Your objective - Convert every line of the items below into a numbered list, leaving out any blank lines.
-- START Material provided --
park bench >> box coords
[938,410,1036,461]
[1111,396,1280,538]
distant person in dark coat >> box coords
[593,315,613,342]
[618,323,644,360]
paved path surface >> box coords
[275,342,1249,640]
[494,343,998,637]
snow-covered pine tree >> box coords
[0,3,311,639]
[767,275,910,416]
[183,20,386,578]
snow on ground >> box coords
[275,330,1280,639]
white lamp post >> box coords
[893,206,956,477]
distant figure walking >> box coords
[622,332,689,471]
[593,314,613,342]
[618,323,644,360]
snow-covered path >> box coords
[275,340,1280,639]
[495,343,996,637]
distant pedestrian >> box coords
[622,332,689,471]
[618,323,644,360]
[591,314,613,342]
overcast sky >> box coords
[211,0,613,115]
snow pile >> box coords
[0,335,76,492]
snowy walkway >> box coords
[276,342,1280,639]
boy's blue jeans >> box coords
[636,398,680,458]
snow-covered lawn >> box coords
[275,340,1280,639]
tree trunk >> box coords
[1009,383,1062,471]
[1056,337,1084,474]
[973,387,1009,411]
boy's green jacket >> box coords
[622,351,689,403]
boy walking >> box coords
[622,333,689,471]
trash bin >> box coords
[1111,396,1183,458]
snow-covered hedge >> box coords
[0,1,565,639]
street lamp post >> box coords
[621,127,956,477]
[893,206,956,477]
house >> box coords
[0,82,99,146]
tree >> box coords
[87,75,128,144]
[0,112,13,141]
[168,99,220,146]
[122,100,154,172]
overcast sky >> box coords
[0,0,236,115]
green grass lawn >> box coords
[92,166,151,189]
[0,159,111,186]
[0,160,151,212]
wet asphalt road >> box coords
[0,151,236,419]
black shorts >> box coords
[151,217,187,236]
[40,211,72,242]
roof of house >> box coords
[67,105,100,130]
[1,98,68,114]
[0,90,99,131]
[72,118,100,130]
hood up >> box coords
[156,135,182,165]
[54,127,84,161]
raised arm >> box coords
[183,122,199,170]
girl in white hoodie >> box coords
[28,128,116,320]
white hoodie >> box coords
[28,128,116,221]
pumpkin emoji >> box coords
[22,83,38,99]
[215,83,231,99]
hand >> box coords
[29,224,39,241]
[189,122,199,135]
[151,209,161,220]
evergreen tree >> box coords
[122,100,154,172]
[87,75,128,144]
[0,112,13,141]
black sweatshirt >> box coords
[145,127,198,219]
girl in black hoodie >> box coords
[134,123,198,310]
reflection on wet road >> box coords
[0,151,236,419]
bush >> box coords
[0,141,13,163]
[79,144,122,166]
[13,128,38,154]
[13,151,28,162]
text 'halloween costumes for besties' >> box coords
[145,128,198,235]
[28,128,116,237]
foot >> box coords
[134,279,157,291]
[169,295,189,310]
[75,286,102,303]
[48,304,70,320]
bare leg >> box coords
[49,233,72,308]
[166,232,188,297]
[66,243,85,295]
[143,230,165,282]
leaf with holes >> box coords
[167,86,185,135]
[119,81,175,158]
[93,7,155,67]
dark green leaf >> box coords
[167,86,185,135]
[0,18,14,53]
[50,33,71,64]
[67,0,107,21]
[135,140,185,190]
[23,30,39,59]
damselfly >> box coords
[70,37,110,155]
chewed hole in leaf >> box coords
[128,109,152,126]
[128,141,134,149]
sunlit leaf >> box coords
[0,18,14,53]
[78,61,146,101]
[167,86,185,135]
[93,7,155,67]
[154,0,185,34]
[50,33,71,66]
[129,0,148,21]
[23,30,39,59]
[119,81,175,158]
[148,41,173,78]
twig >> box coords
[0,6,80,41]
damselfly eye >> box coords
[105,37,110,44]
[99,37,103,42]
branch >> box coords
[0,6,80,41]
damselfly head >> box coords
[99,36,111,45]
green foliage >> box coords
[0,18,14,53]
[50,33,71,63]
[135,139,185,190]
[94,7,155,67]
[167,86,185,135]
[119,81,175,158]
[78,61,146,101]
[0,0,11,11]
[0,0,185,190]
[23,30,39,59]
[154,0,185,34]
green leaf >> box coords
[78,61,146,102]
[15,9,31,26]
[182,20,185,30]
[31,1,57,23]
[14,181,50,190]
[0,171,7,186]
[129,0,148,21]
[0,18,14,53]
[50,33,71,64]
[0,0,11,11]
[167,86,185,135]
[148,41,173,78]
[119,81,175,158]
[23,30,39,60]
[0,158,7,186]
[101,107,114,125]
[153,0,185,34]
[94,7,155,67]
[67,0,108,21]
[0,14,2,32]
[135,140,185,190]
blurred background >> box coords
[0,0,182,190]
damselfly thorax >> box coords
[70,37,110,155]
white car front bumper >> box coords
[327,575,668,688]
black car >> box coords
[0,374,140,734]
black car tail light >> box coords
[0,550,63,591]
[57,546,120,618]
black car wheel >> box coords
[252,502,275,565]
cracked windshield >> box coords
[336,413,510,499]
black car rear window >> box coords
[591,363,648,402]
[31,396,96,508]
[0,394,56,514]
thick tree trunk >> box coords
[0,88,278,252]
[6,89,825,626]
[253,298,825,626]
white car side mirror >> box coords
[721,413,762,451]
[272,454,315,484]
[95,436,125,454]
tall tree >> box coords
-- END Material provided --
Response to this task -
1. park bench >> box coords
2. [938,410,1036,461]
3. [1111,396,1280,538]
4. distant person in dark coat >> box coords
5. [593,315,613,342]
6. [618,323,644,360]
7. paved path surface >> box coords
8. [275,342,1249,640]
9. [494,343,998,637]
10. snow-covered pine tree >> box coords
11. [0,3,311,639]
12. [767,275,910,416]
13. [183,20,386,578]
14. snow on ground >> box coords
15. [275,330,1280,639]
16. white lamp post >> box coords
17. [893,206,956,477]
18. distant figure walking >> box coords
19. [622,332,689,471]
20. [593,314,613,342]
21. [618,323,644,360]
22. snow-covered path >> box coords
23. [275,340,1280,639]
24. [495,343,996,637]
25. distant pedestrian >> box coords
26. [622,332,689,471]
27. [618,323,644,360]
28. [591,314,613,342]
29. overcast sky >> box coords
30. [211,0,613,115]
31. snow pile >> box coords
32. [0,335,76,492]
33. snowy walkway >> box coords
34. [276,342,1280,639]
35. boy's blue jeans >> box coords
36. [636,398,680,458]
37. snow-covered lawn >> box coords
38. [275,340,1280,639]
39. tree trunk >> box coords
40. [1009,383,1062,471]
41. [1056,337,1084,474]
42. [973,387,1009,411]
43. boy's green jacket >> box coords
44. [622,351,689,403]
45. boy walking >> box coords
46. [622,333,689,471]
47. trash bin >> box coords
48. [1111,396,1183,458]
49. snow-covered hedge >> box coords
50. [0,1,565,639]
51. street lamp post >> box coords
52. [621,127,956,477]
53. [893,206,956,477]
54. house >> box coords
55. [0,82,99,146]
56. tree >> box coords
57. [87,75,128,144]
58. [0,112,13,141]
59. [168,99,220,146]
60. [122,100,154,172]
61. overcast sky >> box coords
62. [0,0,236,115]
63. green grass lawn >> box coords
64. [92,166,151,189]
65. [0,159,111,186]
66. [0,160,151,212]
67. wet asphalt road >> box coords
68. [0,151,236,419]
69. black shorts >> box coords
70. [151,217,187,236]
71. [40,211,72,242]
72. roof of house >> box coords
73. [67,105,100,130]
74. [1,98,68,114]
75. [0,90,99,131]
76. [72,118,100,130]
77. hood up >> box coords
78. [156,135,182,165]
79. [54,127,84,161]
80. raised arm >> box coords
81. [183,122,199,170]
82. girl in white hoodie >> box coords
83. [28,128,116,320]
84. white hoodie >> box coords
85. [28,128,116,221]
86. pumpkin emoji >> box coords
87. [22,83,38,99]
88. [215,83,231,99]
89. hand >> box coords
90. [29,224,39,241]
91. [189,122,199,135]
92. [151,209,161,220]
93. evergreen tree >> box coords
94. [122,100,154,172]
95. [87,75,128,144]
96. [0,112,13,141]
97. black sweatshirt >> box coords
98. [145,127,198,219]
99. girl in black hoodie >> box coords
100. [134,123,198,310]
101. reflection on wet road >> box coords
102. [0,151,236,419]
103. bush >> box coords
104. [0,141,13,163]
105. [79,144,122,166]
106. [13,128,38,154]
107. [13,151,28,162]
108. text 'halloween costumes for besties' >> box coords
109. [145,128,198,235]
110. [28,128,116,237]
111. foot >> box coords
112. [134,279,157,291]
113. [169,295,189,310]
114. [75,286,102,303]
115. [48,304,70,320]
116. bare leg >> box coords
117. [49,233,72,308]
118. [166,232,188,297]
119. [66,243,85,295]
120. [143,230,165,282]
121. leaf with holes >> box coords
122. [167,86,185,135]
123. [119,81,175,158]
124. [93,7,155,67]
125. dark green leaf >> box coords
126. [167,86,185,135]
127. [0,18,14,53]
128. [50,33,71,64]
129. [67,0,107,21]
130. [135,140,185,190]
131. [23,30,39,59]
132. damselfly >> box coords
133. [70,37,110,155]
134. chewed hole in leaf >> box coords
135. [128,109,152,126]
136. [128,141,134,149]
137. sunlit leaf >> box coords
138. [0,18,14,53]
139. [78,61,146,101]
140. [167,86,185,135]
141. [93,7,155,67]
142. [154,0,185,34]
143. [50,33,71,66]
144. [129,0,148,21]
145. [23,30,39,59]
146. [119,81,175,158]
147. [148,41,173,78]
148. twig >> box coords
149. [0,6,80,41]
150. damselfly eye >> box coords
151. [105,37,110,44]
152. [99,37,103,42]
153. branch >> box coords
154. [0,6,80,41]
155. damselfly head >> box coords
156. [99,36,111,45]
157. green foliage >> box coords
158. [0,18,14,53]
159. [50,33,71,63]
160. [135,139,185,190]
161. [94,7,155,67]
162. [167,86,185,135]
163. [119,81,175,158]
164. [78,61,146,101]
165. [0,0,11,11]
166. [0,0,185,190]
167. [23,30,39,59]
168. [154,0,185,34]
169. green leaf >> box coords
170. [78,61,146,102]
171. [15,9,31,26]
172. [182,20,185,30]
173. [31,1,57,23]
174. [14,181,50,190]
175. [0,171,7,186]
176. [129,0,148,21]
177. [0,18,14,53]
178. [50,33,71,64]
179. [0,0,11,11]
180. [167,86,185,135]
181. [148,41,173,78]
182. [119,81,175,158]
183. [23,30,39,60]
184. [0,158,7,186]
185. [101,107,114,125]
186. [153,0,185,34]
187. [94,7,155,67]
188. [67,0,108,21]
189. [0,14,2,32]
190. [135,140,185,190]
191. blurred background >> box coords
192. [0,0,182,190]
193. damselfly thorax >> box coords
194. [70,37,110,155]
195. white car front bumper >> box coords
196. [327,575,668,688]
197. black car >> box coords
198. [0,374,140,734]
199. black car tail light >> box coords
200. [0,550,63,591]
201. [57,546,120,618]
202. black car wheel >> box coords
203. [252,502,275,565]
204. cracked windshield >> box coords
205. [336,413,510,499]
206. black car rear window >> box coords
207. [591,363,648,402]
208. [31,396,96,508]
209. [0,394,56,514]
210. thick tree trunk >> box coords
211. [0,88,278,252]
212. [6,89,825,626]
213. [253,298,825,626]
214. white car side mirror >> box coords
215. [721,413,762,451]
216. [272,454,315,484]
217. [95,436,125,454]
218. tall tree >> box coords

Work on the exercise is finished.